DÉFIS →
1. D'après le fil de discussion sur Plex, que faut-il installer avant Plex pour qu'il apparaisse ?
2. Comment traduire en anglais cette phrase du fil de discussion sur Plex : « J'ai du aussi relancer mon ordinateur car il ne trouvait pas le serveur. » ?
3. Rédigez la suite du fil de discussion sur Plex à partir de son dernier message.

TEXTE SOURCE →
# Plex sur ATV2 iOS 5.0.1 (ou 5.1.1 ça dépend)



## Rem64 (31 Mai 2012)

Pour les bidouilleurs casse cou qui ont a peine constaté la release du jailbreak apple TV2 iOS 5.0.1, abstenez vous si vous êtes comme moi un utilisateur de Plex.

Certe cela marche mais c'est moins réussi que sur la version 4.4.4

Si vous voulez vous limiter a Plex, il n'apparaitra pas! Installez Nito TV avant.

Par contre l'appli apparait sans icône ce qui peut être corrigée par une manie décrite ici:
http://forums.plexapp.com/index.php/topic/42124-app-icon-for-plex-on-ios-501/
Bien sur il est possible de créer une autre icône que celle proposée qui est pas mal mais j'ai préféré jouer du Photoshop.

Ensuite, il est impossible d'avoir certaines fonctionalités comme le grid ou encore de visualiser les films récemment mis dans la partie supérieure. Dommage mais je pense que la version actuelle n'a pas été prévue et a besoin d'un peu de rework des developpeurs.

Bref voila un retour d'expérience qui peut être utile!


----------



## endavent (1 Juin 2012)

Je n'ai pas la même expérience que toi.

Je n'ai pas ré-installé NitoTV. Effectivement j'ai du réinstaller Plex après le dernier jailbreak, et l'icone apparue était grise. 

J'ai du aussi relancer mon ordinateur car il ne trouvait pas le serveur.

Mais outre ces quelques manipulations (sans grande difficulté) et après installation de l'icone colorée de Plex, que tu as décrite dans le lien, tout fonctionne bien.

DONNÉES →
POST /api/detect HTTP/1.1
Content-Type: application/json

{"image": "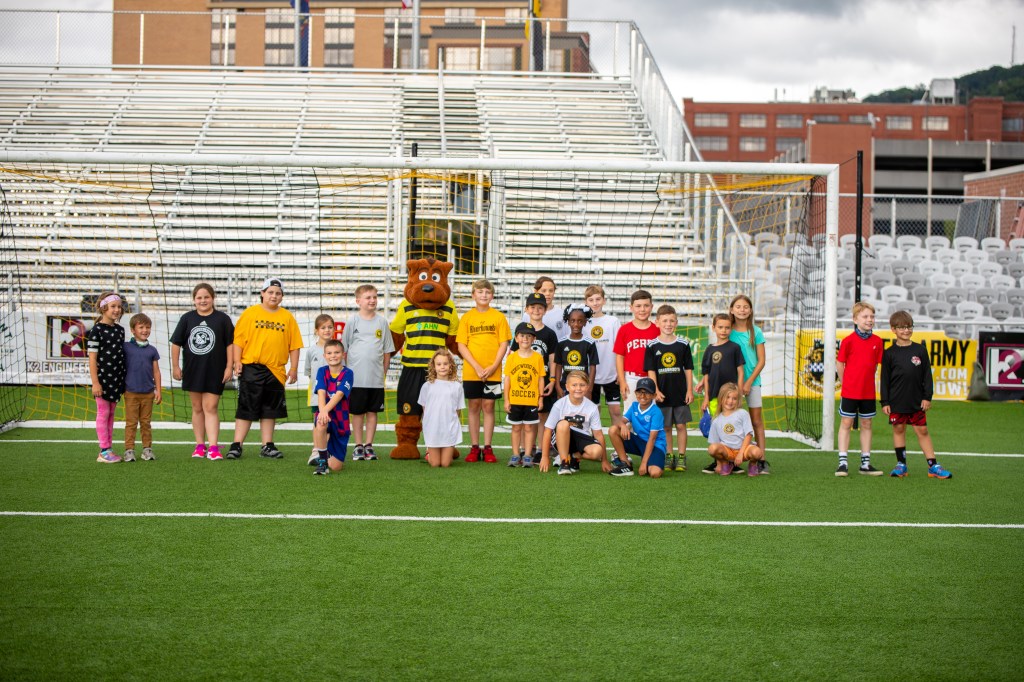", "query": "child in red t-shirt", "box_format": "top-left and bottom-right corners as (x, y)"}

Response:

RÉPONSES PAR DÉFI →
1. Nito TV.

2. I also had to restart my computer because it couldn't find the server.

3.
Certes je n'utilise pas les films en grille mais en liste (je n'ai donc pas testé et je te fais confiance), mais je n'ai aucun problème à voir tous les films, y compris ceux en partie supérieure.

Le jailbreak est stable et Plex semble fonctionner bien avec la plupart des films que j'ai testé.

A chacun de se faire une idée....


----------



## Rem64 (1 Juin 2012)

Ah j'ai une question dans ce cas.
Lorsque que j'arrive sur le dernier écran avant de lancer un film, celui ou il y a 3 boutons Play, Audio/sub et More, ainsi qu'un résumé du film, il y a un tait avec les autres films en dessous. Est-ce que tu vois les films sous ce trait comme c'était le cas pour moi sous 4.4.4??

Apres je suis d'accord pour dire que niveau de stabilité le résultat est très bon même meilleur. C'est l'intégration dans le nouvel environnement graphique qui ne semble pas au point.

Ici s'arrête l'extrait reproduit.